The Sunni branch of Islam does not have a central figurehead. There is no equivalent to say, the Catholic Church’s pope, or grand ayatollahs found in Shi’ite Islam.
The closest Sunnis come to a central figure is the chief imam of Cairo’s al-Azhar University and mosque, Islam’s most prestigious center of higher religious education; and the custodian of the two holy mosques, the king of Saudi Arabia.
While there is something to be said for the truly democratic principle of all imams in the Sunni branch of Islam being equal, the downside is that it leaves the Koran, Islam’s holy book, and the Hadith, the sayings of the prophet Muhammad, open to individual interpretation. And of course, much as with the Bible and Torah, a verse can be understood or misunderstood, interpreted and misinterpreted in multiple different manners.
It is precisely this lack of a clear line of leadership that opens the door to confusion.
Last month Sheik Muhammad al-Munajid, a Saudi cleric who appears often on various television shows in the Arab world, issued a fatwa against Mickey Mouse, calling the famous Disney cartoon character and other mice, “agents of Satan.”
He said: “Shariah, or Islamic, law called for the extermination of all mice. That includes the common house mouse as well as the famous cartoon mouse.”
The same sheik earlier had issued a fatwa against the Beijing Summer Olympics, calling it the “Bikini Olympics,” and lashed out at the “immodest dress” worn by female athletes. He also is reported to have issued a fatwa banning women competing in the Olympics, an event he also labeled “satanic.”
Three years ago he called for a ban on soccer, the most popular sport on the planet, because he objected to the shorts worn by the athletes, saying they “reveal nakedness.”
Indeed, part of the problem with those religious edicts is that just about anyone can issue them. The author of the Ittihad newspaper columns wrote: “It is one thing to protest a government’s policies, but to randomly kill in the name of religion is something that cannot be justified.”

Work task A:
Return the Sunni Islam passage from "The Sunni branch of Islam does" up to and including "of Saudi Arabia.".
Work task B:
Please translate this sentence from the Sunni Islam passage into Spanish: "It is precisely this lack of a clear line of leadership that opens the door to confusion."
The lines have nothing to do with the Sunni Islam passage.

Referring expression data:
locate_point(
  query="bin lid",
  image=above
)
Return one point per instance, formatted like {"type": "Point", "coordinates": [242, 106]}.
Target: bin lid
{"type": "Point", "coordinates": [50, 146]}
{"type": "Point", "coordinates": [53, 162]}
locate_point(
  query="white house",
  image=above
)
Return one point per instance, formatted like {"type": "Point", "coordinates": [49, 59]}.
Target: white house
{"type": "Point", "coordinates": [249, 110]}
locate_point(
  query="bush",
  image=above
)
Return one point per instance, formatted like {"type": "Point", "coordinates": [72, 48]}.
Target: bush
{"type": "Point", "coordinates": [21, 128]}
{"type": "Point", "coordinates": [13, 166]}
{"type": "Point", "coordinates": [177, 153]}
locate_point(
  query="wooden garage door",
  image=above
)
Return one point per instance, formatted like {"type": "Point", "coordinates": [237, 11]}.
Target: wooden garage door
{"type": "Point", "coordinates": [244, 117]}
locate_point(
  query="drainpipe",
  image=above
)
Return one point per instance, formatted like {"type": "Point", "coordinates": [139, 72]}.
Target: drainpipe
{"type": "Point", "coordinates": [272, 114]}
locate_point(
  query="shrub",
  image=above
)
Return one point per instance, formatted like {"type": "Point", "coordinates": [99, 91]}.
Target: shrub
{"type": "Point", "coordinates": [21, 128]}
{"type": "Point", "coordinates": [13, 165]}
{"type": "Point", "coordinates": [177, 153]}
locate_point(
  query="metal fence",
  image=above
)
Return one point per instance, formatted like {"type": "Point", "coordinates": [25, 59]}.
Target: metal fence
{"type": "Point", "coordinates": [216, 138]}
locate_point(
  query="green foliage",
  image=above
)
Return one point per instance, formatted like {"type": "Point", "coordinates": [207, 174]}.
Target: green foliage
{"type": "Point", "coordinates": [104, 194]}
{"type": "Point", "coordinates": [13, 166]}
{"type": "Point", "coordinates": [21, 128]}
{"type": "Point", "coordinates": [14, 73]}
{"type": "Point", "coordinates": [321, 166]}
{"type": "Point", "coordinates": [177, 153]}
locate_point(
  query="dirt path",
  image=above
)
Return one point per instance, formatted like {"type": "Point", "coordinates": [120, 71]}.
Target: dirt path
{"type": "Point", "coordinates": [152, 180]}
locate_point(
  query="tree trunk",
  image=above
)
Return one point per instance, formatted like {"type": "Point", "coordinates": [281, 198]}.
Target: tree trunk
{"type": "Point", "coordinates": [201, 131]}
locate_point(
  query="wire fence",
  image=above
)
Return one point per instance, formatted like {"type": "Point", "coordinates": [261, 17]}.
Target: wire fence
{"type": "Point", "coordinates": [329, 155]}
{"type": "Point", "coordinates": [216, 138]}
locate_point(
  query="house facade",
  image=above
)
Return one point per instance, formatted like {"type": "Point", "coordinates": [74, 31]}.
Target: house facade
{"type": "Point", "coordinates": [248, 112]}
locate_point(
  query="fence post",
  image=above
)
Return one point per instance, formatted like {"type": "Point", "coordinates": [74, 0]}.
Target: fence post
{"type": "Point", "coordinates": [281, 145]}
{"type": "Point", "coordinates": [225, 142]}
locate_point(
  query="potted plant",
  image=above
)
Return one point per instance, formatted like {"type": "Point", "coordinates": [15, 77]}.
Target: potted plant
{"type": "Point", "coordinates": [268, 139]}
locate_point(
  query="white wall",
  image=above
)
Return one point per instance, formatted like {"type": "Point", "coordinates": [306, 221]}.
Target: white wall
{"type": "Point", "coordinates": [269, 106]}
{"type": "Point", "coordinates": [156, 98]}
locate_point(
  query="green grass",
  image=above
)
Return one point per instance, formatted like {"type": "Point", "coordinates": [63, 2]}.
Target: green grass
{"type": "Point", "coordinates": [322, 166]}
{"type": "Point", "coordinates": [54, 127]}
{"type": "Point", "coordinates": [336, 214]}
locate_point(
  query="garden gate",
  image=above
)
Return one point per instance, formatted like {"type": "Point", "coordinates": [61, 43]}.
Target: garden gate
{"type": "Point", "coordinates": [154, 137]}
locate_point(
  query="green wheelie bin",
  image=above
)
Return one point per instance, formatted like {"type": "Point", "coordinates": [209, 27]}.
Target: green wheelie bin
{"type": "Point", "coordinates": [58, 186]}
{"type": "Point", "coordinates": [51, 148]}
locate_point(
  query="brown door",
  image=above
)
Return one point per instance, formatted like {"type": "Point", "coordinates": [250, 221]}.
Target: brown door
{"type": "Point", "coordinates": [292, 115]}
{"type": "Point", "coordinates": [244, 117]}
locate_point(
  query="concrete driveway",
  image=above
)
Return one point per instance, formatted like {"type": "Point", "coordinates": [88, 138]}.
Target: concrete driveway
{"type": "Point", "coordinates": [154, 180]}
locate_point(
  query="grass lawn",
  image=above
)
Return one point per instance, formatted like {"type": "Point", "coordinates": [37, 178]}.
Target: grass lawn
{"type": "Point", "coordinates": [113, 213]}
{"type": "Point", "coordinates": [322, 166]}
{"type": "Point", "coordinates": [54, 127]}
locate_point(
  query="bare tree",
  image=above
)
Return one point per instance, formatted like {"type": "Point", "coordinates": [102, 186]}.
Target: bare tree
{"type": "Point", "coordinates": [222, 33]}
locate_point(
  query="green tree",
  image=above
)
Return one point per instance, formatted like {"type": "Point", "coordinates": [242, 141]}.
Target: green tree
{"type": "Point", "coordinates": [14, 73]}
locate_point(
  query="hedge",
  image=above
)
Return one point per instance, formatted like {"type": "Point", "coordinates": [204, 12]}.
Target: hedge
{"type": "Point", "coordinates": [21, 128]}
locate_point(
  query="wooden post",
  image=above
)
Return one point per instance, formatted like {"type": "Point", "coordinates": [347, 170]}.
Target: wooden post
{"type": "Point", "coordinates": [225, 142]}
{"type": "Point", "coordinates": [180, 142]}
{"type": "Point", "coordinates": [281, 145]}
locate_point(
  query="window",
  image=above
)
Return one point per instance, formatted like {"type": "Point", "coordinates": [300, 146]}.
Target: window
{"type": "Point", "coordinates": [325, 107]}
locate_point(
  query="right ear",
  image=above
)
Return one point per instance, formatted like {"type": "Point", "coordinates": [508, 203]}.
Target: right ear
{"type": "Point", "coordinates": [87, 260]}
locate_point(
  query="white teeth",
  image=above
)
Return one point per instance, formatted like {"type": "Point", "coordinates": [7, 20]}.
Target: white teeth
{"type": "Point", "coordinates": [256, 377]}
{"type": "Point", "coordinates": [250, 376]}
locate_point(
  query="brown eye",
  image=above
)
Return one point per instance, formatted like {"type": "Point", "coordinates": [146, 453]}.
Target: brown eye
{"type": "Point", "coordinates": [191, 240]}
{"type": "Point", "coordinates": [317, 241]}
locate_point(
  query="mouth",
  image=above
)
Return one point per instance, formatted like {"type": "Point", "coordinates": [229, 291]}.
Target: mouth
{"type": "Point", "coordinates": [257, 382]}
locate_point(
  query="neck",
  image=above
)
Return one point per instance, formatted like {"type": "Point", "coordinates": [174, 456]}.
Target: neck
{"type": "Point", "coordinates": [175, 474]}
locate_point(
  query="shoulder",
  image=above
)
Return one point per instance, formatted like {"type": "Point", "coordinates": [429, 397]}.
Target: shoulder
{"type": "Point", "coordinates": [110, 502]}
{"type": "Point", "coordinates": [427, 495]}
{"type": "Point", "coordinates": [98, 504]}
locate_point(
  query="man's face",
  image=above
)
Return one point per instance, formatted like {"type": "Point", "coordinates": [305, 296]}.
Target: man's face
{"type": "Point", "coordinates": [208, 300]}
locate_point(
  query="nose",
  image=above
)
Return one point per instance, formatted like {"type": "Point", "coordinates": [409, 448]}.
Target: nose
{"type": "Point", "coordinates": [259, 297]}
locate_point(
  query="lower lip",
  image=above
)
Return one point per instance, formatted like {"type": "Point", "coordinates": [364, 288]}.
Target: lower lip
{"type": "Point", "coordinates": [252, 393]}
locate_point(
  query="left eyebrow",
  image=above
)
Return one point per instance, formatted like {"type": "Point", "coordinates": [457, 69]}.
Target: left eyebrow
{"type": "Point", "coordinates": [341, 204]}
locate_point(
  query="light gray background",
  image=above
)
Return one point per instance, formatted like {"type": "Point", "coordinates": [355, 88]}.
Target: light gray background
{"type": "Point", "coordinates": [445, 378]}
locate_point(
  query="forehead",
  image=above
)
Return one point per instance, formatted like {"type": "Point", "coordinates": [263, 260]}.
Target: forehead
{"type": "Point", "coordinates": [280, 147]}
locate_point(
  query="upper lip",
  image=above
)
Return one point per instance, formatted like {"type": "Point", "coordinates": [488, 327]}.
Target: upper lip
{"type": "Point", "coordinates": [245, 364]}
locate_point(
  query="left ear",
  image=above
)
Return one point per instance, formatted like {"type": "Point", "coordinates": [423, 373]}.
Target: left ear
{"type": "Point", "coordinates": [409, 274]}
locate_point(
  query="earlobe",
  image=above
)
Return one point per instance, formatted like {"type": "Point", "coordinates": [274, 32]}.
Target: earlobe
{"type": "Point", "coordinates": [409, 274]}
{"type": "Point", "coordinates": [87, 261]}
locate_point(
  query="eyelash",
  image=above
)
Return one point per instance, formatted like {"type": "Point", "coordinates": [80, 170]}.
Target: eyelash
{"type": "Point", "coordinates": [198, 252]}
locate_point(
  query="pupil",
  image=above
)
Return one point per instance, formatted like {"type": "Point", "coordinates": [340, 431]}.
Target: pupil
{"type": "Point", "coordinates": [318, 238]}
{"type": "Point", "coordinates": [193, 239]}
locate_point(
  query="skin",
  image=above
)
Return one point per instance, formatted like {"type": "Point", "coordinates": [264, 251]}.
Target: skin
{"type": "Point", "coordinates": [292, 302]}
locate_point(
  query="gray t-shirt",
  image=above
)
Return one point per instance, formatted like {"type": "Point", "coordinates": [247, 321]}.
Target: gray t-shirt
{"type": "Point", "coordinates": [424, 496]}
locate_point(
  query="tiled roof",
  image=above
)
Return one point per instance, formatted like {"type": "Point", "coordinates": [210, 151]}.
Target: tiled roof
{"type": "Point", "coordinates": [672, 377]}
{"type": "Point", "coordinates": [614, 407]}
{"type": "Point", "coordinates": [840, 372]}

Task response A:
The Sunni branch of Islam does not have a central figurehead. There is no equivalent to say, the Catholic Church’s pope, or grand ayatollahs found in Shi’ite Islam.
The closest Sunnis come to a central figure is the chief imam of Cairo’s al-Azhar University and mosque, Islam’s most prestigious center of higher religious education; and the custodian of the two holy mosques, the king of Saudi Arabia.

Task response B:
Es precisamente esta falta de una línea clara de liderazgo lo que abre la puerta a la confusión.